=== GIVEN DATA ===

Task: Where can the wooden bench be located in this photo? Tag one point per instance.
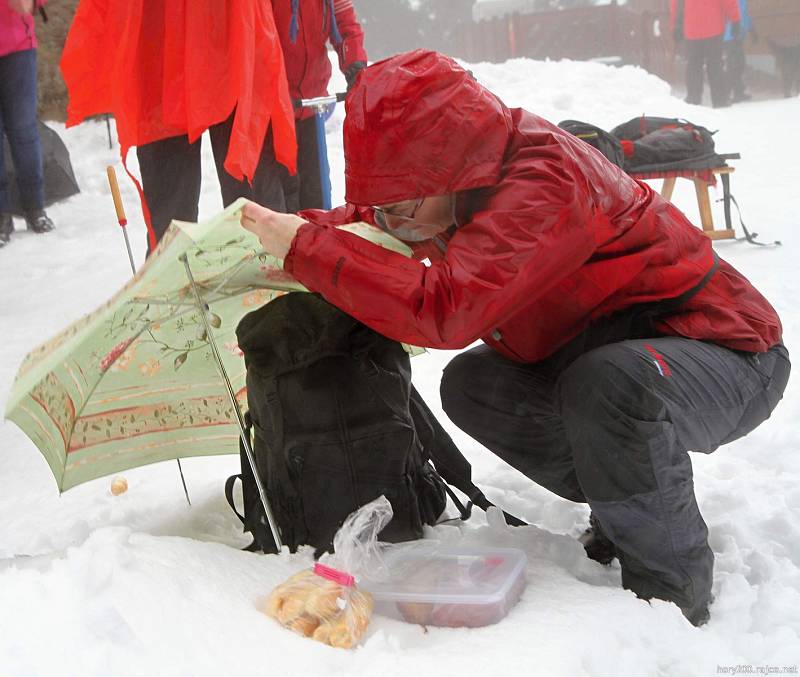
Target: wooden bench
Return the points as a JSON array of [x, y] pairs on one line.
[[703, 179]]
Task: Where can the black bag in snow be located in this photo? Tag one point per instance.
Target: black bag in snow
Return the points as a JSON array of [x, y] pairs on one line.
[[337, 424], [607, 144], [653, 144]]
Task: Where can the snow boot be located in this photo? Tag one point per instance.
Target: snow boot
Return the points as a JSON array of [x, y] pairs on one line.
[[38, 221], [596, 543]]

===

» WHAT YOU WILL DO
Please transcribe all of the entries above word for word, leaving out the pictures.

» SOLUTION FOR THIS PROBLEM
Task: Where can the wooden bench be located in this photo? Tag one point per instance.
Target: wooden bench
Return the points as a JSON array of [x, y] pairs on one line.
[[703, 179]]
Task: Where can the black bag in snow be located in this photo? Tag one point per instance.
Target: black bag in snow
Return the points as a JSON array of [x, y] pairs on one line.
[[337, 424], [607, 144], [653, 144]]
Task: Where can the snow boot be located in this photo? Tag one point per instance.
Target: snow boot
Return the points as a JSON array of [x, y] pairs on one line.
[[38, 221], [596, 543]]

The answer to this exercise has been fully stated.